* [Exercise directions] Report every line of the records that contains the word "rough", copying each line in full. Case counts.

* [The data]
- - - - - - -

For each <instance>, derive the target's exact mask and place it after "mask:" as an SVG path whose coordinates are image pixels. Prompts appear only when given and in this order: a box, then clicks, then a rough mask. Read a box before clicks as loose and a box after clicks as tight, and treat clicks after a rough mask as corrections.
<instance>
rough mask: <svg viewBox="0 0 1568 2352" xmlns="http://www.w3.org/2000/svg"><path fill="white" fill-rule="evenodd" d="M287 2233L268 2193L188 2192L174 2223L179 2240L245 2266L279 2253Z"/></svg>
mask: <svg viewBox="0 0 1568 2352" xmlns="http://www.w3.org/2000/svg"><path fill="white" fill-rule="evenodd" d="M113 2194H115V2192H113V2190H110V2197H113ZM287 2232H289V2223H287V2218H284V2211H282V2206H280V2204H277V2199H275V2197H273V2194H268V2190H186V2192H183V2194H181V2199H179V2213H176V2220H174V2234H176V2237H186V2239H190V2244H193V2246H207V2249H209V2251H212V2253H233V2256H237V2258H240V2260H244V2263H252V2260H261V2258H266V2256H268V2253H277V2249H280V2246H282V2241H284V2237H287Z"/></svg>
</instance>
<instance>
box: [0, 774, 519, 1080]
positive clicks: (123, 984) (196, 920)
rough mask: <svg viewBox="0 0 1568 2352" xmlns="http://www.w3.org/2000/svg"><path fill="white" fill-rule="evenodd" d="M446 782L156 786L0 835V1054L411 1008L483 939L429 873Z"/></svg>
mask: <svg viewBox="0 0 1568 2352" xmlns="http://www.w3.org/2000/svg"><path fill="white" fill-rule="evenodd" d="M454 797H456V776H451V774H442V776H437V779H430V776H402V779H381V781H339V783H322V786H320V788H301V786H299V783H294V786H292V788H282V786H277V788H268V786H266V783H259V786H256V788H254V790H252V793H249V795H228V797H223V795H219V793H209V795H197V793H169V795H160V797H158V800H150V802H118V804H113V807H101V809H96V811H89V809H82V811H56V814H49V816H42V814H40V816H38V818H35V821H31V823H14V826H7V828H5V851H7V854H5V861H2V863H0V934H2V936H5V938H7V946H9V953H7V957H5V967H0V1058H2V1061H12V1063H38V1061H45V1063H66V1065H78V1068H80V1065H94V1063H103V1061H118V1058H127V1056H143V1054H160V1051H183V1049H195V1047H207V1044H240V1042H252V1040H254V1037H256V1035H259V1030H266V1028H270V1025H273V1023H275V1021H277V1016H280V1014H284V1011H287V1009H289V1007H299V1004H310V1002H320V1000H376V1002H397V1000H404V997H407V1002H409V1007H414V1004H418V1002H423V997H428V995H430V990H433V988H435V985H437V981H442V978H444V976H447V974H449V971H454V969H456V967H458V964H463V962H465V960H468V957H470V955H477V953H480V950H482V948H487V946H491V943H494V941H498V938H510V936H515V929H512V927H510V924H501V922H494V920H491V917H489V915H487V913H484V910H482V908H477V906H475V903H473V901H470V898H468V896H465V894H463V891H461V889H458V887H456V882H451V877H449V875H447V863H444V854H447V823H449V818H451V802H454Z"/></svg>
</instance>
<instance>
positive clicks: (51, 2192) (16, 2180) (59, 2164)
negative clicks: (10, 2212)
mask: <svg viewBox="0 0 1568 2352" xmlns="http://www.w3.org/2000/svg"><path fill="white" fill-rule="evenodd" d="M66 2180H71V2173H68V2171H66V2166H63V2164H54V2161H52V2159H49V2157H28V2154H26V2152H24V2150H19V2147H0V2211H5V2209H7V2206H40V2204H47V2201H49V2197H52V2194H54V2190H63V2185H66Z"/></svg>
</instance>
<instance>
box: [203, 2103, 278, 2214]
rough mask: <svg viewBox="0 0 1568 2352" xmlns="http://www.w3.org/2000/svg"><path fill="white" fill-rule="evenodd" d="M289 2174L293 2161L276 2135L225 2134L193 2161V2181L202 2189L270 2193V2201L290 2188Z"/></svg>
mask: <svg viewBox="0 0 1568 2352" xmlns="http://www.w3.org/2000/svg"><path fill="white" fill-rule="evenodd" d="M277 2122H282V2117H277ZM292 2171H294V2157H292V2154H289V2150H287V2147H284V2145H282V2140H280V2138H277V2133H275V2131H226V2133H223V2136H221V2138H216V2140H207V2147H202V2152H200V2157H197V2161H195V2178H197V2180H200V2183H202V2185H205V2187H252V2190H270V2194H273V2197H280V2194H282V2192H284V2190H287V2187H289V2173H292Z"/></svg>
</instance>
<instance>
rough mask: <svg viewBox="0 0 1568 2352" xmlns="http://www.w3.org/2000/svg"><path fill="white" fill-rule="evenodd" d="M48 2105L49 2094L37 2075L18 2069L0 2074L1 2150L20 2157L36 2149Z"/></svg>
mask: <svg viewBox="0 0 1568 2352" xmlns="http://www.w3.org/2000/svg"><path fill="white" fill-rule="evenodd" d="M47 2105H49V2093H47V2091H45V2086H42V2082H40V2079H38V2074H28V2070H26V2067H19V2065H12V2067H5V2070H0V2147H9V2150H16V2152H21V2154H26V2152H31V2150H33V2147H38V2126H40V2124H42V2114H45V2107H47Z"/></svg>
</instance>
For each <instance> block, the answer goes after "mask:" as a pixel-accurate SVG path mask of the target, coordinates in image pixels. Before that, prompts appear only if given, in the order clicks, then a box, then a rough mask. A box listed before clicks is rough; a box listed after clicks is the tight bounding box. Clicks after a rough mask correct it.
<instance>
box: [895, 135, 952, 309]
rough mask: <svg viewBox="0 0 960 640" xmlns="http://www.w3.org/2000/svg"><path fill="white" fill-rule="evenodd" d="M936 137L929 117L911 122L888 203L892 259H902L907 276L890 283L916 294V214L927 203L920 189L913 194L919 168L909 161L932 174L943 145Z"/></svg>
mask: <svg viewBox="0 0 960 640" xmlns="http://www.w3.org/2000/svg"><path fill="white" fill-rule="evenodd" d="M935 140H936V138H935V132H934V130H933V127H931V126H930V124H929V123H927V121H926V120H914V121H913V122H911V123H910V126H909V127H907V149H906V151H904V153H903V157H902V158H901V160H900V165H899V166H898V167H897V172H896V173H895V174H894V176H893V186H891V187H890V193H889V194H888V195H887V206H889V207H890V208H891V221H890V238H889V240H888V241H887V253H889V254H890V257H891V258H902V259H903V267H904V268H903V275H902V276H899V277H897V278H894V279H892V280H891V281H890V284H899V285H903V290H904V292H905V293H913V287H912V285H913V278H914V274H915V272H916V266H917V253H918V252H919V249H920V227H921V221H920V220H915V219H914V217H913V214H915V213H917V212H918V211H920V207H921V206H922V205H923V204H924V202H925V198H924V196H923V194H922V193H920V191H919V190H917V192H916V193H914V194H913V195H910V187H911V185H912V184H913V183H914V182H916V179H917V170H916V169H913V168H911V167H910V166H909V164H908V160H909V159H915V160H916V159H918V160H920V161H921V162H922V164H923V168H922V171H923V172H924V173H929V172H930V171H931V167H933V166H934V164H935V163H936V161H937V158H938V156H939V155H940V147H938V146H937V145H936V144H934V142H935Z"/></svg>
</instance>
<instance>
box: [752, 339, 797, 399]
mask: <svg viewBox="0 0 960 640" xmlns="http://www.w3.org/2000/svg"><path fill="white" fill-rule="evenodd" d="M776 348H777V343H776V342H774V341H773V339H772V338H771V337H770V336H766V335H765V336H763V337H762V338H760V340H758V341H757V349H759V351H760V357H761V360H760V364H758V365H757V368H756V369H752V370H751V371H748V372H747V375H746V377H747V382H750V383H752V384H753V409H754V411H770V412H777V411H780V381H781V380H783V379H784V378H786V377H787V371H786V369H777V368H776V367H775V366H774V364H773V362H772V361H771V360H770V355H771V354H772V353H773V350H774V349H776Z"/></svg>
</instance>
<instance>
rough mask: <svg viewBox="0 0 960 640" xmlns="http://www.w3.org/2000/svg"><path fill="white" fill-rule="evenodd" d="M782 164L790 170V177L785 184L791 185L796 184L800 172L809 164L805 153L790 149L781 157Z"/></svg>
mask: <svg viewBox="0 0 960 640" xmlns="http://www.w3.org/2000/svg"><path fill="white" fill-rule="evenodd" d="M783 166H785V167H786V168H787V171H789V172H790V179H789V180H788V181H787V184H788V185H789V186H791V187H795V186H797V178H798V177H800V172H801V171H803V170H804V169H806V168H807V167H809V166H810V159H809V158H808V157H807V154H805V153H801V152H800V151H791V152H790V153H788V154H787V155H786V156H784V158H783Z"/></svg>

- - - - - - -

* [Solution to this problem]
For each <instance>, derive the target's exact mask and place it after "mask:" as an SVG path whose coordinates are image pixels. Prompts appear only when given and in this order: a box, then clicks, then a rough mask. Read a box before clicks as loose and a box after clicks as tight, and treat clicks after a rough mask as corrections.
rough mask: <svg viewBox="0 0 1568 2352" xmlns="http://www.w3.org/2000/svg"><path fill="white" fill-rule="evenodd" d="M287 2233L268 2193L188 2192L174 2223L179 2240L245 2266L279 2253Z"/></svg>
rough mask: <svg viewBox="0 0 1568 2352" xmlns="http://www.w3.org/2000/svg"><path fill="white" fill-rule="evenodd" d="M446 782L156 786L0 835V1054L411 1008L483 939L429 873Z"/></svg>
rough mask: <svg viewBox="0 0 1568 2352" xmlns="http://www.w3.org/2000/svg"><path fill="white" fill-rule="evenodd" d="M289 2174L293 2161L276 2135L225 2134L193 2161V2181L202 2189L270 2193V2201L290 2188Z"/></svg>
rough mask: <svg viewBox="0 0 1568 2352" xmlns="http://www.w3.org/2000/svg"><path fill="white" fill-rule="evenodd" d="M48 2105L49 2094L37 2075L18 2069L0 2074L1 2150L20 2157L36 2149Z"/></svg>
For each <instance> block, the answer goes after "mask:" as a pixel-accurate SVG path mask of the target, coordinates in image pixels. Before that, prompts appear only if given, in the order clicks, then a box, then a rough mask. A box listed before clicks is rough; a box listed after clicks is the tight bounding box. Clicks after a rough mask correct it.
rough mask: <svg viewBox="0 0 960 640" xmlns="http://www.w3.org/2000/svg"><path fill="white" fill-rule="evenodd" d="M936 137L929 117L911 122L888 203L892 259H902L907 276L890 283L916 294V214L927 203L920 189L913 194L919 168L909 161L932 174L943 145Z"/></svg>
rough mask: <svg viewBox="0 0 960 640" xmlns="http://www.w3.org/2000/svg"><path fill="white" fill-rule="evenodd" d="M782 164L790 170V177L785 184L791 185L796 184L800 172L809 164L805 153L790 149L781 157Z"/></svg>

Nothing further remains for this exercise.